ABOUT THIS TASK
Copy out every line below that contains the string "positive".

DATA FOR PROCESSING
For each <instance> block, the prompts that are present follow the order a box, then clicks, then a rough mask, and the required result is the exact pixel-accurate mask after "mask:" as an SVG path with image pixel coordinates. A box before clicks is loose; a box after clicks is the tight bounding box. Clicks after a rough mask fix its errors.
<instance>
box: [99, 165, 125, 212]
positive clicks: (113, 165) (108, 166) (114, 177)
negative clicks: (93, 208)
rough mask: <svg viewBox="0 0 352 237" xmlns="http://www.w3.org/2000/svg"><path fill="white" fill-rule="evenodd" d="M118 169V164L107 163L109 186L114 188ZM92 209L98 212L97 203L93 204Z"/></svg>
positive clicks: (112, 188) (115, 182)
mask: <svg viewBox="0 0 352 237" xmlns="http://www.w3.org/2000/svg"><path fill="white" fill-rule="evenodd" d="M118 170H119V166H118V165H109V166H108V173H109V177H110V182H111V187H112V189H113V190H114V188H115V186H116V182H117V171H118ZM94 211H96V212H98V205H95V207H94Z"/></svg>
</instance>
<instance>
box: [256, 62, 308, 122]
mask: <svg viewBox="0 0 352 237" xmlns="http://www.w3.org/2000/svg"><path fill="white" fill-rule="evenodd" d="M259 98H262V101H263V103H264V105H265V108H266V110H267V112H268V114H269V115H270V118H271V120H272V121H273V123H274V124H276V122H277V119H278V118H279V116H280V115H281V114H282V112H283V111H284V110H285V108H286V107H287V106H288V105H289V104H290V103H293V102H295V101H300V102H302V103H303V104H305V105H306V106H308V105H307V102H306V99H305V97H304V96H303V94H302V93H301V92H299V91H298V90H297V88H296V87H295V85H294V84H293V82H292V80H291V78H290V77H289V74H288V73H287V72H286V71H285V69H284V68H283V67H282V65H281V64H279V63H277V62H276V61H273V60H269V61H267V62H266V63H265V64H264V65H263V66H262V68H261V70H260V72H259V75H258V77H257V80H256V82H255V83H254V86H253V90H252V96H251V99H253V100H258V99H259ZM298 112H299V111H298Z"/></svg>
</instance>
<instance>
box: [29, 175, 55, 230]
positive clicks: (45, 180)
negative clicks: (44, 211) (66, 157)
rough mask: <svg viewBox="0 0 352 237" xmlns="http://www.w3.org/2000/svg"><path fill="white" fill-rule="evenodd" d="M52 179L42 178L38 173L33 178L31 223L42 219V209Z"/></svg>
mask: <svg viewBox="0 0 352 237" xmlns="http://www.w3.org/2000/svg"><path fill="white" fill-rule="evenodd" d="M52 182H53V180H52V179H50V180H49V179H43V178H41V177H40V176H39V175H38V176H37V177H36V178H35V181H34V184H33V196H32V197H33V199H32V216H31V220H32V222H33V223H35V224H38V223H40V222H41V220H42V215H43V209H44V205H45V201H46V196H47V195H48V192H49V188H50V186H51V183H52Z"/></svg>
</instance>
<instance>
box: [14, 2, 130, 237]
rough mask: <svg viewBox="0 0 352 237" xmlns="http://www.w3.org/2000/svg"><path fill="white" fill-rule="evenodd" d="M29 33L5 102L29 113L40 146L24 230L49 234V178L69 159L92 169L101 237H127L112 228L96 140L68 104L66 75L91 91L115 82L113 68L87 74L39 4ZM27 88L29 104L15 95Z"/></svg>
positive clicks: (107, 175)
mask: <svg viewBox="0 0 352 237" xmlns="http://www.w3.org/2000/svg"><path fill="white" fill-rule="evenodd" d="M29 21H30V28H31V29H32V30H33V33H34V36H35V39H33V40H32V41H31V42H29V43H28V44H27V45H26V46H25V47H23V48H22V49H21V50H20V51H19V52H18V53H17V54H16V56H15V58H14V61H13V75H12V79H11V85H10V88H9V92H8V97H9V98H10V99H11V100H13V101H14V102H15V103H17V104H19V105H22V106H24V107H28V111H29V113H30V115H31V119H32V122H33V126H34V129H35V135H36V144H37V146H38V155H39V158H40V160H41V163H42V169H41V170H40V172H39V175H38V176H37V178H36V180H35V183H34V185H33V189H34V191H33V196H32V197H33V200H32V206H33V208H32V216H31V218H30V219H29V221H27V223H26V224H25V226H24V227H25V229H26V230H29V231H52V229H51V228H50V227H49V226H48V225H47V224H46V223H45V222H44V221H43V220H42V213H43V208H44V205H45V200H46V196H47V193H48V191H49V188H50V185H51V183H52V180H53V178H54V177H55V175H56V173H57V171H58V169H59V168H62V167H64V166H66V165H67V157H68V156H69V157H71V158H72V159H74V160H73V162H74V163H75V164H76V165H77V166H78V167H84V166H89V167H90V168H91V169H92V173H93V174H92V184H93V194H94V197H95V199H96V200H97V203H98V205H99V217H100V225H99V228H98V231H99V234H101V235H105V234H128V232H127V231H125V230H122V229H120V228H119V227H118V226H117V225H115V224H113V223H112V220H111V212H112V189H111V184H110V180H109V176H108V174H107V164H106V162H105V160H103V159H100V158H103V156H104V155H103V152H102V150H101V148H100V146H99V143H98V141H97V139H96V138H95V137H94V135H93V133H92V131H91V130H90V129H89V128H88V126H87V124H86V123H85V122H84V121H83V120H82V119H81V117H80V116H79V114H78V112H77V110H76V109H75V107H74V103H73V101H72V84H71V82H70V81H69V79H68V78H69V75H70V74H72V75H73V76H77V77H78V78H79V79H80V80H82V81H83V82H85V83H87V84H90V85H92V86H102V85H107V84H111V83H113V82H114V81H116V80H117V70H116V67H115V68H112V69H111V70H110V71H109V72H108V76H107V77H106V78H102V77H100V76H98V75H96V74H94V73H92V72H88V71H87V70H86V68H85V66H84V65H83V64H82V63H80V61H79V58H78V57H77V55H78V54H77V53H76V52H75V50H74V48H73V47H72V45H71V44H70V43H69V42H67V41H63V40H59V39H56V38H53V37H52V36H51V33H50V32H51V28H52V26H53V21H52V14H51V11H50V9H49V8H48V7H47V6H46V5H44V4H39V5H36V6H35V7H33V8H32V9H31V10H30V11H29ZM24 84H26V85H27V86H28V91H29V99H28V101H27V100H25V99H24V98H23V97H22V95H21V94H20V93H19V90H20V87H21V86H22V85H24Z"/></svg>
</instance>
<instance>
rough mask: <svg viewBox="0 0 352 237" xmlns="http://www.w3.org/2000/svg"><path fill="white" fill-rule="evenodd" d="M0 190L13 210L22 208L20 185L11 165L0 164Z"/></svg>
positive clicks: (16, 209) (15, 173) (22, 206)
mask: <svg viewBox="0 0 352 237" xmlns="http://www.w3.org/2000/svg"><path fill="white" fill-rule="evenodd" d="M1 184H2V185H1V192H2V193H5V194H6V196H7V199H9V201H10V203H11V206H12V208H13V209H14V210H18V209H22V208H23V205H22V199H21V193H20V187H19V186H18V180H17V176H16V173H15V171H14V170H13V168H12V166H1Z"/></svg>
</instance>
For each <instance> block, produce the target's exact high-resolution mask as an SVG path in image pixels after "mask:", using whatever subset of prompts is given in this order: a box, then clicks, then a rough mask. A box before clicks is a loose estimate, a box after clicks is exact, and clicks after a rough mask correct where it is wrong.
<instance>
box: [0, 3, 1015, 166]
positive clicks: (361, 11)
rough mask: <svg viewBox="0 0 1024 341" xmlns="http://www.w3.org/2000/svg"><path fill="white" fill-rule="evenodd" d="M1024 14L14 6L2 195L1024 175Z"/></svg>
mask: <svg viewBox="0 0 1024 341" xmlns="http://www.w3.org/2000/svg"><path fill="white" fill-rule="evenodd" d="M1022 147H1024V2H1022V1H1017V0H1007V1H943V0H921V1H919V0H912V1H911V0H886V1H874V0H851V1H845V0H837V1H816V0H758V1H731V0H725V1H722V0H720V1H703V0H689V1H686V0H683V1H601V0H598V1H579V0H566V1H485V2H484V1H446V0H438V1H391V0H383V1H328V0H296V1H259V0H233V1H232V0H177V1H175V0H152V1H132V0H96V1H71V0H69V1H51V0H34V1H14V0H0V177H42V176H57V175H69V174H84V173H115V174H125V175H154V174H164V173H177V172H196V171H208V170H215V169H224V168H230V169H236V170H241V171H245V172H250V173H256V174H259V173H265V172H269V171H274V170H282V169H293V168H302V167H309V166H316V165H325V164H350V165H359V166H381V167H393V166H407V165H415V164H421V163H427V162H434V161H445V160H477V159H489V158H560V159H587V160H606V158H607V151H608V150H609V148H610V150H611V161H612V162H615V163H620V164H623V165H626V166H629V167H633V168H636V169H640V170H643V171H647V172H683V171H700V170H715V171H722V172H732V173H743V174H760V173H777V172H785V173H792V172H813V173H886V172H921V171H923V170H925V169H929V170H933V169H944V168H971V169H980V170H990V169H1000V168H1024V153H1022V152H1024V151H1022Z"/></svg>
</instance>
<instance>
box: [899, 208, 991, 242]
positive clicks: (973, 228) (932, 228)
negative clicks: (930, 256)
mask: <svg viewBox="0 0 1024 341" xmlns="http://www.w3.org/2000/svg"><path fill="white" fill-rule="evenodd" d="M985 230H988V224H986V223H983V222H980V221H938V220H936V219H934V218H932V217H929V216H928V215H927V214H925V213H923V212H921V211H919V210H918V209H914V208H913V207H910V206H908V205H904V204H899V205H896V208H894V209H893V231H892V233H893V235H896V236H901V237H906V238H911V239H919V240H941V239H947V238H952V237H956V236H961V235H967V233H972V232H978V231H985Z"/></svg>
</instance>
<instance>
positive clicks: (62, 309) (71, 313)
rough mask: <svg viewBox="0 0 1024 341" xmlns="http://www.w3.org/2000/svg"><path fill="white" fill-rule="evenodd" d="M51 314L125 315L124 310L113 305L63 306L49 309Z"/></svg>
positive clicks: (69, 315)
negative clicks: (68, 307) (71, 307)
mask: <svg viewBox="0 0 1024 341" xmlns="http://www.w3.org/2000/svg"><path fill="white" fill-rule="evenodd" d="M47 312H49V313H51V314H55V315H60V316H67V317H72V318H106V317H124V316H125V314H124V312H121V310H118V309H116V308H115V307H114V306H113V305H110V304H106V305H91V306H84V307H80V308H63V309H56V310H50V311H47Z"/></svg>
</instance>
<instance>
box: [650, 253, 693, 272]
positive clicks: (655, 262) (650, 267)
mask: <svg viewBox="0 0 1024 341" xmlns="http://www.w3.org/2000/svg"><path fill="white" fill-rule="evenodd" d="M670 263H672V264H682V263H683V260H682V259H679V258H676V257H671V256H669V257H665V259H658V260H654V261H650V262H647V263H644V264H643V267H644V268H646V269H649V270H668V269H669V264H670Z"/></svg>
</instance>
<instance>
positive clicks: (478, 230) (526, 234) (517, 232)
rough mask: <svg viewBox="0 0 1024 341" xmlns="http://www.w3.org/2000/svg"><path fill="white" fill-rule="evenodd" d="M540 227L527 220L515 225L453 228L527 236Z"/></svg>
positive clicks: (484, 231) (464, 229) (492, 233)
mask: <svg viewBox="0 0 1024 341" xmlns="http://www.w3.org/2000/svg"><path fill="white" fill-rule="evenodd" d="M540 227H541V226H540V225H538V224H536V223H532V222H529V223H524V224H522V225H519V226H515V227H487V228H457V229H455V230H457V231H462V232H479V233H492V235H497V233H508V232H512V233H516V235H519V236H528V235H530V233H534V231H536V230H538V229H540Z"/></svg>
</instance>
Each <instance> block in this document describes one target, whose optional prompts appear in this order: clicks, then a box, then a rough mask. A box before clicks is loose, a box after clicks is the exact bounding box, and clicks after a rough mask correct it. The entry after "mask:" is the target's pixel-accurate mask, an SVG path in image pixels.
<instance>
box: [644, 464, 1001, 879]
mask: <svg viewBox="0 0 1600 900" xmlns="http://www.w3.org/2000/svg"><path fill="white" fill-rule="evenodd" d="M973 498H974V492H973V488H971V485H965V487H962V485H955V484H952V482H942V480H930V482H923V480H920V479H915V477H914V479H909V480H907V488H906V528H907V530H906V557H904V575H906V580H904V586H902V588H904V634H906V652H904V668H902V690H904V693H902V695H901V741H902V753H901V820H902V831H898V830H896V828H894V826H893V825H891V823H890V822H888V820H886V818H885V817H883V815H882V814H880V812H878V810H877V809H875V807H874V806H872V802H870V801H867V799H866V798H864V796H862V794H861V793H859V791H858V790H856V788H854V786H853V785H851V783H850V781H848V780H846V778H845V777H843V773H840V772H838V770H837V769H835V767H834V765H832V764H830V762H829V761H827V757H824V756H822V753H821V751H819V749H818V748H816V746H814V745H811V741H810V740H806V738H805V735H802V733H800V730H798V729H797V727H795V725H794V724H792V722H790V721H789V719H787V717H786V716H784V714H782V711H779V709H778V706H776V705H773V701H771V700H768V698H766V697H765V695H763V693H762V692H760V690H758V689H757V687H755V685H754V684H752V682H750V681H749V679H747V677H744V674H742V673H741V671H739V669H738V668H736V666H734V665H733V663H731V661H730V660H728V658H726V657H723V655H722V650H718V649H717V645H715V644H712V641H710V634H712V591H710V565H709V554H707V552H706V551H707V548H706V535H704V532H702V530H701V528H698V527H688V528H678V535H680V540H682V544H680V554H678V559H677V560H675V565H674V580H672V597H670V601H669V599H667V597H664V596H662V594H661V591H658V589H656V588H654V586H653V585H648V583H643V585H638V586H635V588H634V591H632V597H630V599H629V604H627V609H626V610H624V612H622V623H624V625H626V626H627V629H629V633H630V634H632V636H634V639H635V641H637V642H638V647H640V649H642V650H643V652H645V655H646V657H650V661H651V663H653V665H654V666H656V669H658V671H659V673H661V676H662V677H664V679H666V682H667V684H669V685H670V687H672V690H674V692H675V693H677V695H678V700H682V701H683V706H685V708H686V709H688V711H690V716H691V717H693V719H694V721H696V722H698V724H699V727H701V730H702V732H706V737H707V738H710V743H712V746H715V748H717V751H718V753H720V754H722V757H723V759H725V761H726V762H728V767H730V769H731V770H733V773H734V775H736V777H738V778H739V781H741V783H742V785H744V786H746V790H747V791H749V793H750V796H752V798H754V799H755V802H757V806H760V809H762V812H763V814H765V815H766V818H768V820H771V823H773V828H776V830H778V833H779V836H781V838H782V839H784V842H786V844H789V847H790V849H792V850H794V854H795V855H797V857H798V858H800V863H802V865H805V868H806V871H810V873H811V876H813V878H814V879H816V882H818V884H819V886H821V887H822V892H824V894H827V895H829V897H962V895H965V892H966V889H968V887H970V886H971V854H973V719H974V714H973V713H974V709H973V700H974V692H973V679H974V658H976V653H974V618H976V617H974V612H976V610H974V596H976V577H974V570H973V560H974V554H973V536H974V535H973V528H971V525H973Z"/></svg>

ANSWER BOX
positive clicks: (113, 165) (108, 166) (114, 177)
positive clicks: (112, 188) (115, 182)
positive clicks: (45, 180)
positive clicks: (107, 175)
positive clicks: (16, 209) (15, 173) (22, 206)
positive clicks: (361, 11)
positive clicks: (973, 228) (932, 228)
positive clicks: (62, 309) (71, 313)
positive clicks: (69, 315)
positive clicks: (655, 262) (650, 267)
positive clicks: (478, 230) (526, 234) (517, 232)
positive clicks: (484, 231) (464, 229) (492, 233)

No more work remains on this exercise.